# ACTIONS TO TAKE
A. Please reproduce the article on Type 2 diabetes and COVID-19 word for word between "The rate of" and "Type 2 diabetes.", inclusive.
B. In the article on Type 2 diabetes and COVID-19, which condition was not originally identified as a risk but has since looked increasingly dangerous?

# DOCUMENT EXCERPT
+ + +

Type 2 Diabetes and COVID-19: What We Know Now

Type 2 Diabetes and COVID-19: What We Know Now

Our early understanding of the novel coronavirus, and the CDC recommendations that have largely driven American policy and behavior, were based almost entirely on the first reports to trickle out of Wuhan, China. It is now several months since that time, and as the virus itself has grown exponentially across the continents, so too has our data on its effects.

Some of our understanding has changed. High blood pressure, first identified as one of the major risk factors, may not be much of a factor after all. Obesity, not originally identified as a risk, has looked increasingly dangerous. And perhaps most surprising at all, smokers seem less likely to get sick or die of COVID-19. The virus remains mysterious.

The rate of infection has lately slowed across much of the Western world, the successful result of economic lockdowns, social distancing, and increased hygiene standards. It gives us a good opportunity to pause and consider the totality of evidence that we now have regarding COVID-19 and its interaction with Type 2 diabetes.

+ + +

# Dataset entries

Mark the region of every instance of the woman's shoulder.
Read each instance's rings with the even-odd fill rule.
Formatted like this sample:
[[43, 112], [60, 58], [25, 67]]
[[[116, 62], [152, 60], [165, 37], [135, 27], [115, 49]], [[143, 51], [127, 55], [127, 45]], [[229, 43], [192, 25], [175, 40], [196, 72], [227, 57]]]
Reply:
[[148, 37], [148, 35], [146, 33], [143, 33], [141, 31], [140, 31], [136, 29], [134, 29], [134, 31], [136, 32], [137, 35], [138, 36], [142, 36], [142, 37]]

+ + +

# TASK RESULTS
A.
The rate of infection has lately slowed across much of the Western world, the successful result of economic lockdowns, social distancing, and increased hygiene standards. It gives us a good opportunity to pause and consider the totality of evidence that we now have regarding COVID-19 and its interaction with Type 2 diabetes.

B. Obesity